Selected extract:
■ ■ ■ ■ ■
0

I´m using PDFClown to analyze a PDF Document. In many documents it seems that some characters in PDFClown have different heights even if they obviously have the same height. Is there a workaround?

This is the Code:

    while(_level.moveNext()) {
        ContentObject content = _level.getCurrent();
        if(content instanceof Text) {
            ContentScanner.TextWrapper text = (ContentScanner.TextWrapper)_level.getCurrentWrapper();
            for(ContentScanner.TextStringWrapper textString : text.getTextStrings()) {
                List<CharInfo> chars = new ArrayList<>();
                for(TextChar textChar : textString.getTextChars()) {
                    chars.add(new CharInfo(textChar.getBox(), textChar.getValue()));
                }
            }
        }
        else if(content instanceof XObject) {
            // Scan the external level
            if(((XObject)content).getScanner(_level)!=null){
                getContentLines(((XObject)content).getScanner(_level));
            }
        }
        else if(content instanceof ContainerObject){
            // Scan the inner level
            if(_level.getChildLevel()!=null){
                getContentLines(_level.getChildLevel());
            }
        }
    } 

Here is an example PDFDocument:

Example

In this Document I marked two text chunks which both contains the word "million". When analyzing the size of each char in both "million" the following happens:

  1. "m" in the first mark has the height : 14,50 and the width : 8,5
  2. "i" in the first mark has the height: 14,50 and thw width: 3,0
  3. "l" in the first mark has the height : 14,50 and the width 3,0
  4. "m" in the second mark has the height: 10,56 and the width: 6,255
  5. "i" in the second mark has the height: 10,56 and the width: 2,23
  6. "l" in the second mark has the height: 10,56 and the width: 2,23

Even if all chars of the two text chunks obviously have the same size pdf clown said that the sizes are different.
■ ■ ■ ■ ■
Request a: Translate this sentence from the PDFClown post into Spanish: "I´m using PDFClown to analyze a PDF Document."

Material to process:
■ ■ ■ ■ ■
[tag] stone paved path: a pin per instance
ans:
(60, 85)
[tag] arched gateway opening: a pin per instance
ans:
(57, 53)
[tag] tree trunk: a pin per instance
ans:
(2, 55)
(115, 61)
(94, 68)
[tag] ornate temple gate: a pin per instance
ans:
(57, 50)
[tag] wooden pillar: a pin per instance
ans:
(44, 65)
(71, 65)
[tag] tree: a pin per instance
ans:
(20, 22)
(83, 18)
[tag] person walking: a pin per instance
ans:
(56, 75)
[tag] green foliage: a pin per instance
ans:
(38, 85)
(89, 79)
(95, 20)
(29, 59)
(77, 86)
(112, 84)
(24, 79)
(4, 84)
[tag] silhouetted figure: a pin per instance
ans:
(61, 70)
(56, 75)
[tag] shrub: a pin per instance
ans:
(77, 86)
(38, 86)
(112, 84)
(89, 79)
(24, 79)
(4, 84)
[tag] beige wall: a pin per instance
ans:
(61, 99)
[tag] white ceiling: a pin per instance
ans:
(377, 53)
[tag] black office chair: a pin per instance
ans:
■ ■ ■ ■ ■
Request b: Please turn the records into a numbered list, starting with the line that contains "[tag] wooden pillar: a pin per instance" and going on through the end of the records. Leave out any blank lines.

Problem solution a: Estoy usando PDFClown para analizar un documento PDF.

Problem solution b:
1. [tag] wooden pillar: a pin per instance
2. ans:
3. (44, 65)
4. (71, 65)
5. [tag] tree: a pin per instance
6. ans:
7. (20, 22)
8. (83, 18)
9. [tag] person walking: a pin per instance
10. ans:
11. (56, 75)
12. [tag] green foliage: a pin per instance
13. ans:
14. (38, 85)
15. (89, 79)
16. (95, 20)
17. (29, 59)
18. (77, 86)
19. (112, 84)
20. (24, 79)
21. (4, 84)
22. [tag] silhouetted figure: a pin per instance
23. ans:
24. (61, 70)
25. (56, 75)
26. [tag] shrub: a pin per instance
27. ans:
28. (77, 86)
29. (38, 86)
30. (112, 84)
31. (89, 79)
32. (24, 79)
33. (4, 84)
34. [tag] beige wall: a pin per instance
35. ans:
36. (61, 99)
37. [tag] white ceiling: a pin per instance
38. ans:
39. (377, 53)
40. [tag] black office chair: a pin per instance
41. ans:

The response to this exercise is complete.